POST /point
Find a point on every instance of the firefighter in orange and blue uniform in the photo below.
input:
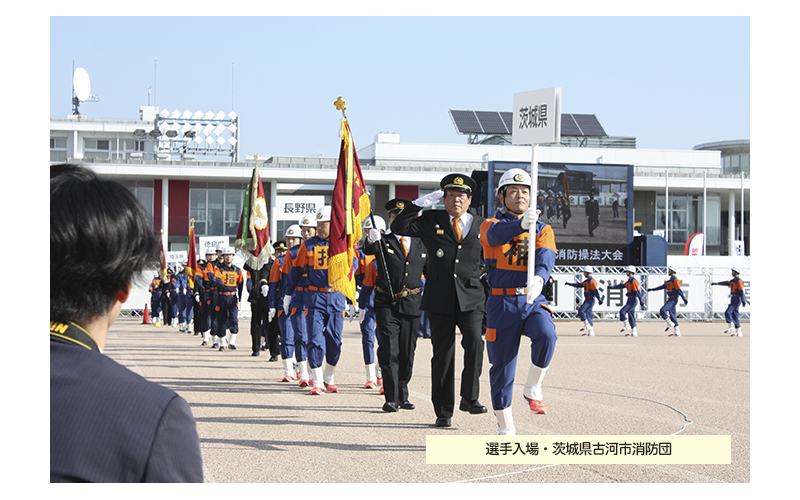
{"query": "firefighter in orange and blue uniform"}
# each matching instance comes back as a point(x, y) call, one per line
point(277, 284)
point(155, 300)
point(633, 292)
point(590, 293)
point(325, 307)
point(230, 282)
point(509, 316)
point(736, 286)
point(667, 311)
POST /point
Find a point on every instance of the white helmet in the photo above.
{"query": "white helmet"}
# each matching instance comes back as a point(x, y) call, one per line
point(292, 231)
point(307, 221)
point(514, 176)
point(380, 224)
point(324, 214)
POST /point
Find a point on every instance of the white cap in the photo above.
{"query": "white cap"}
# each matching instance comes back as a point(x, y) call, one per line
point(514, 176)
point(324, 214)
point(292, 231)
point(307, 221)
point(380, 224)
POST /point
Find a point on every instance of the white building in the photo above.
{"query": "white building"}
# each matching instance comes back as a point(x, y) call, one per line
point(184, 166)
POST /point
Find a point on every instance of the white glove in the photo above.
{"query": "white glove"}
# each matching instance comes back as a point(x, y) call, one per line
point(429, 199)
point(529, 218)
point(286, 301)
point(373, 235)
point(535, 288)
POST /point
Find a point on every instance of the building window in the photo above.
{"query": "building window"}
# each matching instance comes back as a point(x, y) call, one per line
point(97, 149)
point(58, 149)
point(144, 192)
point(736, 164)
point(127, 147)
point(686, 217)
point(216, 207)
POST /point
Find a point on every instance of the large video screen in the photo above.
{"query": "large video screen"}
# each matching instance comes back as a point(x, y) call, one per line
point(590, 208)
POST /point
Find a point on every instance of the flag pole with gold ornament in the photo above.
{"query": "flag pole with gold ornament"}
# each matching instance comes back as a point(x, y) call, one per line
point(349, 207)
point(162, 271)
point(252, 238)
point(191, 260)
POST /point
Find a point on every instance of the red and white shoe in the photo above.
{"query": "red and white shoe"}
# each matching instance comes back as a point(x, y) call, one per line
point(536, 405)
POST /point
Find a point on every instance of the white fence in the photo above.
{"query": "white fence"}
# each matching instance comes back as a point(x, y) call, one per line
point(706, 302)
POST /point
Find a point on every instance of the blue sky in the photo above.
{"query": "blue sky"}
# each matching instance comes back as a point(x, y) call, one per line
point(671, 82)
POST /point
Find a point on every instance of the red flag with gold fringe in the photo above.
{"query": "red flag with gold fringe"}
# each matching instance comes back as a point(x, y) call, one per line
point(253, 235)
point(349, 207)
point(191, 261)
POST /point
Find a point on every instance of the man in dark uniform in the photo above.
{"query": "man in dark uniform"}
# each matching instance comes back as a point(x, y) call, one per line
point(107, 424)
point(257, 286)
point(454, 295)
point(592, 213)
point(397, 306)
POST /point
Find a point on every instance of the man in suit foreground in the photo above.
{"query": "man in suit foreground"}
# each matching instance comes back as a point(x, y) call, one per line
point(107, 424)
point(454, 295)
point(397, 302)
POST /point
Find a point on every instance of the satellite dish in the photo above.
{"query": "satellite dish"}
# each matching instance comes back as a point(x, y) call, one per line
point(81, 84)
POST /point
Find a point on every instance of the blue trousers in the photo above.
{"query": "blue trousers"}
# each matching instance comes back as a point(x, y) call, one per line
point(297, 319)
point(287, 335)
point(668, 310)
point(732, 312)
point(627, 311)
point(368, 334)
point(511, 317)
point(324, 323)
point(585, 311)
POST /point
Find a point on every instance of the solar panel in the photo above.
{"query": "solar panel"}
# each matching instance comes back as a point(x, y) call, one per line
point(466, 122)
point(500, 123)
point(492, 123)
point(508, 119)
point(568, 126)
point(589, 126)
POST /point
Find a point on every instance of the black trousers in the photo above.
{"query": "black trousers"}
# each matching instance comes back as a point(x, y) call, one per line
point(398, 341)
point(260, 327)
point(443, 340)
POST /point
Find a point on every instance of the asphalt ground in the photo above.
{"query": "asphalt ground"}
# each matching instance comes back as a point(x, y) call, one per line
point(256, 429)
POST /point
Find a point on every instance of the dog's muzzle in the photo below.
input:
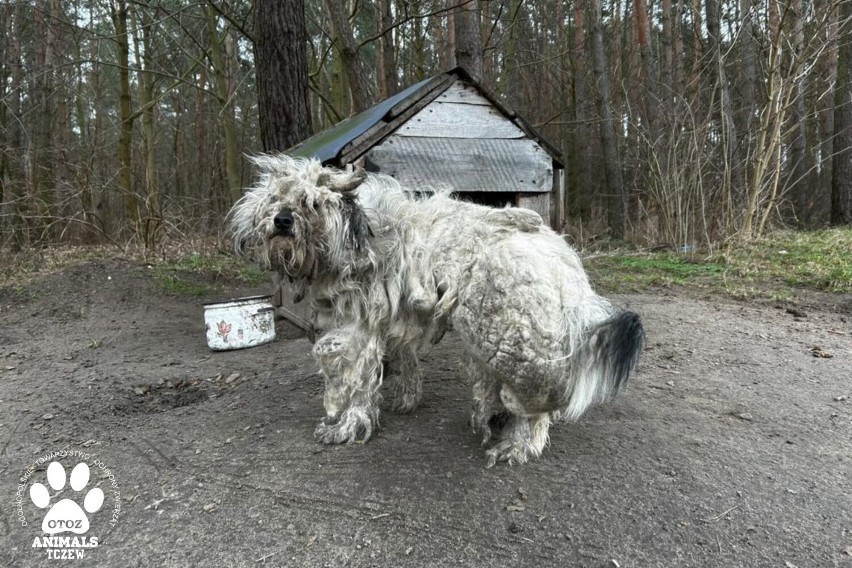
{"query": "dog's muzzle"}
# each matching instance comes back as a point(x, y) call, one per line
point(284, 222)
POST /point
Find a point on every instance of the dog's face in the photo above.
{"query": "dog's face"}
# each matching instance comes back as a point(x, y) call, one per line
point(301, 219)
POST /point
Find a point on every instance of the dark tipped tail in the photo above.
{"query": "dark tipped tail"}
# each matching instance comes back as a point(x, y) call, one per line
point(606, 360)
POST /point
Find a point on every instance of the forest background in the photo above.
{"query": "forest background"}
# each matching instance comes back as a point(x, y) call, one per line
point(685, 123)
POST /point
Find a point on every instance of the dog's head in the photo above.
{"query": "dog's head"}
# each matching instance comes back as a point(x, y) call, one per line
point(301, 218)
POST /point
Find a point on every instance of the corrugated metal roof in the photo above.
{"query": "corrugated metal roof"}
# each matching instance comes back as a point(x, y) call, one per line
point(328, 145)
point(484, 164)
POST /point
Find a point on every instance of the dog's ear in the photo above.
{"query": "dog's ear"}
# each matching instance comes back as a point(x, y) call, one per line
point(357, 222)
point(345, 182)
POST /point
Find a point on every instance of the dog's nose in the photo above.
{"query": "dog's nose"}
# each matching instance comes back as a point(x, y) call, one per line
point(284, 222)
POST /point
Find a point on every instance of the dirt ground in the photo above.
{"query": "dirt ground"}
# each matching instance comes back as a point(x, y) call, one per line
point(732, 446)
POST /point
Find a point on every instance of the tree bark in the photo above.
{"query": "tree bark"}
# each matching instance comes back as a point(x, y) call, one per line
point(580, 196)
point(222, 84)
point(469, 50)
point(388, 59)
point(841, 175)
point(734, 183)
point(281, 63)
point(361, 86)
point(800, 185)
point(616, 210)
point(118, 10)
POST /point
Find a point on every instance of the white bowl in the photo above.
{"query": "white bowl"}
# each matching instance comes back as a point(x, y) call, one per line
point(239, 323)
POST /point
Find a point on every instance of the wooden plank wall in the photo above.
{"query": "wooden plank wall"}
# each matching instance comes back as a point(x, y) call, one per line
* * * *
WRITTEN INSTRUCTION ▸ Put every line of the records above into a JSON list of strings, one string per line, with no entries for blank lines. Leave the pictures out.

SOLUTION FOR THIS TASK ▸
[
  "POST /point",
  "Find a point on every instance of the firefighter in orange and blue uniform in the photo below.",
  "input:",
  "{\"query\": \"firefighter in orange and blue uniform\"}",
  "# each matching instance comes back as a point(x, y) call, one per line",
  "point(277, 284)",
  "point(155, 300)",
  "point(633, 292)",
  "point(590, 293)",
  "point(325, 307)",
  "point(230, 282)",
  "point(509, 316)",
  "point(736, 286)",
  "point(667, 311)",
  "POST /point",
  "Find a point on every instance of the white helmet in the photo above.",
  "{\"query\": \"white helmet\"}",
  "# each matching instance comes back as a point(x, y) call, one per line",
  "point(292, 231)",
  "point(307, 221)",
  "point(514, 176)",
  "point(380, 224)",
  "point(324, 214)",
  "POST /point",
  "Find a point on every instance of the white cap in the photo above.",
  "{\"query\": \"white cap\"}",
  "# each matching instance comes back as a point(x, y) call, one per line",
  "point(514, 176)",
  "point(324, 214)",
  "point(292, 231)",
  "point(307, 221)",
  "point(380, 224)",
  "POST /point",
  "Find a point on every instance of the white building in the photo above.",
  "{\"query\": \"white building\"}",
  "# each matching instance comes back as a point(x, y) call, one per line",
  "point(184, 166)",
  "POST /point",
  "Find a point on every instance of the white glove in the photo above.",
  "{\"query\": \"white glove\"}",
  "# each matching instance comes back as a point(x, y) call, one per line",
  "point(429, 199)",
  "point(529, 218)",
  "point(286, 301)",
  "point(373, 235)",
  "point(535, 288)",
  "POST /point",
  "Find a point on every instance of the building window in the photo above.",
  "{\"query\": \"building window\"}",
  "# each matching instance comes back as a point(x, y) call, one per line",
  "point(97, 149)",
  "point(58, 149)",
  "point(144, 192)",
  "point(736, 164)",
  "point(127, 147)",
  "point(686, 217)",
  "point(216, 207)",
  "POST /point",
  "Find a point on every instance of the large video screen in the photo above.",
  "{\"query\": \"large video screen\"}",
  "# each matching instance comes back as a point(x, y) call, one per line",
  "point(590, 208)",
  "POST /point",
  "Find a point on every instance of the flag pole with gold ornament in the photo above.",
  "{\"query\": \"flag pole with gold ornament\"}",
  "# each matching instance comes back as a point(x, y) call, one per line",
  "point(349, 207)",
  "point(162, 271)",
  "point(252, 238)",
  "point(191, 260)",
  "POST /point",
  "Find a point on every instance of the red and white shoe in the photo above.",
  "{\"query\": \"red and white shoe\"}",
  "# each matching instance comes back as a point(x, y) call, one per line",
  "point(536, 405)",
  "POST /point",
  "Find a point on every instance of the white fence in the photo above.",
  "{\"query\": \"white fence\"}",
  "# each matching instance comes back as a point(x, y) call, one per line",
  "point(706, 302)",
  "POST /point",
  "Find a point on every instance of the blue sky in the photo above.",
  "{\"query\": \"blue sky\"}",
  "# each matching instance comes back as a point(x, y) call, one per line",
  "point(671, 82)",
  "POST /point",
  "Find a point on every instance of the red flag with gold fringe in the photo above.",
  "{\"query\": \"red flag with gold fringe\"}",
  "# each matching instance comes back as a point(x, y) call, one per line",
  "point(253, 235)",
  "point(349, 207)",
  "point(191, 261)",
  "POST /point",
  "Find a point on every instance of the man in dark uniform in the photo above.",
  "{\"query\": \"man in dark uniform\"}",
  "# each matching instance comes back as a point(x, y) call, one per line",
  "point(107, 424)",
  "point(257, 286)",
  "point(454, 295)",
  "point(592, 213)",
  "point(397, 306)",
  "POST /point",
  "Find a point on every instance of the man in suit foreground in the photo above.",
  "{\"query\": \"man in suit foreground\"}",
  "# each matching instance comes back as a point(x, y) call, one per line",
  "point(107, 424)",
  "point(454, 295)",
  "point(397, 302)",
  "POST /point",
  "Find a point on every instance of the satellite dish in the photo above.",
  "{\"query\": \"satellite dish\"}",
  "# each matching instance comes back as a point(x, y) call, one per line",
  "point(81, 84)",
  "POST /point",
  "Find a point on every instance of the blue trousers in the photo above.",
  "{\"query\": \"blue trousers\"}",
  "# each matching instance comes back as a point(x, y) call, one per line",
  "point(297, 319)",
  "point(287, 335)",
  "point(668, 310)",
  "point(732, 312)",
  "point(627, 311)",
  "point(368, 334)",
  "point(511, 317)",
  "point(324, 323)",
  "point(585, 311)",
  "POST /point",
  "Find a point on every instance of the solar panel in the photo above.",
  "{\"query\": \"solar panel\"}",
  "# each matching instance comes back as a point(x, y) call, one per line",
  "point(466, 122)",
  "point(500, 123)",
  "point(492, 123)",
  "point(508, 119)",
  "point(568, 126)",
  "point(589, 126)",
  "POST /point",
  "Find a point on every instance of the black trousers in the photo above.",
  "{\"query\": \"black trousers\"}",
  "# each matching instance comes back as a point(x, y) call, one per line",
  "point(398, 341)",
  "point(260, 327)",
  "point(443, 340)",
  "POST /point",
  "Find a point on every instance of the asphalt ground in the photo above.",
  "{\"query\": \"asphalt ground\"}",
  "# each matching instance comes back as a point(x, y) call, one per line",
  "point(256, 429)",
  "POST /point",
  "Find a point on every instance of the dog's muzzle in the photo below.",
  "input:",
  "{\"query\": \"dog's muzzle\"}",
  "# each matching instance comes back as a point(x, y) call, one per line",
  "point(284, 222)",
  "POST /point",
  "Find a point on every instance of the dog's face in the photo above.",
  "{\"query\": \"dog's face\"}",
  "# each matching instance comes back as a point(x, y) call, one per line",
  "point(301, 219)",
  "POST /point",
  "Find a point on every instance of the dark tipped tail in the photo above.",
  "{\"query\": \"dark tipped tail\"}",
  "# each matching instance comes back as a point(x, y) call, one per line",
  "point(606, 360)",
  "POST /point",
  "Find a point on every instance of the forest background in the photo above.",
  "{\"query\": \"forest background\"}",
  "# each matching instance comes back as a point(x, y) call, one per line",
  "point(685, 123)",
  "POST /point",
  "Find a point on every instance of the dog's head in the photo above.",
  "{\"query\": \"dog's head\"}",
  "# each matching instance comes back as a point(x, y) call, one per line",
  "point(301, 218)",
  "POST /point",
  "Find a point on every instance of the corrugated metal roof in the photo above.",
  "{\"query\": \"corrugated metal roof\"}",
  "# each matching instance comes back as a point(x, y) call, one per line",
  "point(328, 145)",
  "point(484, 164)",
  "POST /point",
  "Find a point on every instance of the dog's ear in the photo above.",
  "{\"query\": \"dog's ear\"}",
  "# each matching instance comes back as a point(x, y) call, one per line",
  "point(357, 222)",
  "point(345, 182)",
  "POST /point",
  "Find a point on every instance of the dog's nose in the photo above.",
  "{\"query\": \"dog's nose\"}",
  "# each matching instance comes back as a point(x, y) call, one per line",
  "point(284, 222)",
  "POST /point",
  "Find a point on every instance of the dirt ground in the photo above.",
  "{\"query\": \"dirt ground\"}",
  "# each matching instance comes back as a point(x, y) call, one per line",
  "point(732, 446)",
  "POST /point",
  "Find a point on every instance of the tree bark in the photo above.",
  "{\"query\": \"tree bark\"}",
  "# each matching instance comes back as a point(x, y) call, one per line",
  "point(580, 196)",
  "point(222, 84)",
  "point(469, 50)",
  "point(388, 59)",
  "point(841, 175)",
  "point(734, 183)",
  "point(281, 63)",
  "point(361, 86)",
  "point(800, 185)",
  "point(616, 210)",
  "point(118, 10)",
  "POST /point",
  "Find a point on every instance of the white bowl in the photo above.",
  "{\"query\": \"white bowl\"}",
  "# each matching instance comes back as a point(x, y) call, one per line",
  "point(239, 323)",
  "POST /point",
  "Find a point on every instance of the wooden plank wall in the photo above.",
  "{\"query\": \"wooden plank wall\"}",
  "# each matching instance comes back as a point(x, y) call, one per line"
]